## WHAT IS EXPECTED
Lines where the string "above" appears are to be copied from the entries below.

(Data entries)
________________

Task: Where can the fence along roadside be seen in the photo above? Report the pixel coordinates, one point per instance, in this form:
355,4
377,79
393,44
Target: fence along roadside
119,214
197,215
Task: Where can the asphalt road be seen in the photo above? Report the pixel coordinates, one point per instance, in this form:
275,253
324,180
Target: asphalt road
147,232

________________

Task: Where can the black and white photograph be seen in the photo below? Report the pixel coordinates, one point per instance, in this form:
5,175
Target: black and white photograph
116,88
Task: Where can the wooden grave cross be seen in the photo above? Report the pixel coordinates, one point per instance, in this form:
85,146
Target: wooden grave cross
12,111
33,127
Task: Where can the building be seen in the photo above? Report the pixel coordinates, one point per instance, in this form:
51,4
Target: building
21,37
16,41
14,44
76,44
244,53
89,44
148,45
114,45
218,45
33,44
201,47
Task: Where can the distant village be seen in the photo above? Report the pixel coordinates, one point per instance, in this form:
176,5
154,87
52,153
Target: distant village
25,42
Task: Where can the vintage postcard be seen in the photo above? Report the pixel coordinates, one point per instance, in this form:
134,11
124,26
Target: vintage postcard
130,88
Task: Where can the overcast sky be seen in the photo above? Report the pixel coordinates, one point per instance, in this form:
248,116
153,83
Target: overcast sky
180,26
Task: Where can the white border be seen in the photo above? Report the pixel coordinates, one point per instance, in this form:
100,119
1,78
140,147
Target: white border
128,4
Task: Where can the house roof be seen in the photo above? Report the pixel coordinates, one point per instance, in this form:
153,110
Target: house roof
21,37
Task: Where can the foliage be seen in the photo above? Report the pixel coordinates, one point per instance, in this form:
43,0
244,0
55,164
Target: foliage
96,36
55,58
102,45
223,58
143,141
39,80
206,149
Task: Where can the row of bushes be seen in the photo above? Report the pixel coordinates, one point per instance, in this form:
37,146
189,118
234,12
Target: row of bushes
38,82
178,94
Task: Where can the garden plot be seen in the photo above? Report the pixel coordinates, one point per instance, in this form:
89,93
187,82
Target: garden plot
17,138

________________

## EXPECTED OUTPUT
Task: Where can the fence along roadside be seen in the photo above? Report the pixel coordinates, one point per instance, in this form:
Task: Where can the asphalt road be seen in the photo above? Report the pixel coordinates, one point per instance, in this form:
Task: Where can the wooden grave cross be seen in the photo above? Report the pixel coordinates, one point per instance, in this form:
Task: Where can the building be seen in the photo above? Report the pixel coordinates, one point per instance, in this form:
Task: Where can the distant village be seen in the photo above? Report the pixel coordinates, one point per instance, in this form:
Task: Where can the vintage postcard be seen in the photo above? Report the pixel coordinates, one point per instance, in this form:
Task: Where can the overcast sky be seen in the photo above? Report the pixel coordinates, one point per instance, in this form:
Task: Where can the white border be seen in the photo above? Report the pixel coordinates, one point per instance, in this form:
Task: Where can the house roof be seen in the photo above? Report the pixel coordinates, one point per instance, in this form:
Task: Where can the foliage be seen in the photo above? Report the pixel coordinates, one point per instance, in this form:
Task: Where can the row of bushes be seen in the photo above? Report the pixel coordinates, one point per instance, in this form:
Task: Where can the garden plot be seen in the photo above? Report the pixel coordinates, one point per instance, in this form:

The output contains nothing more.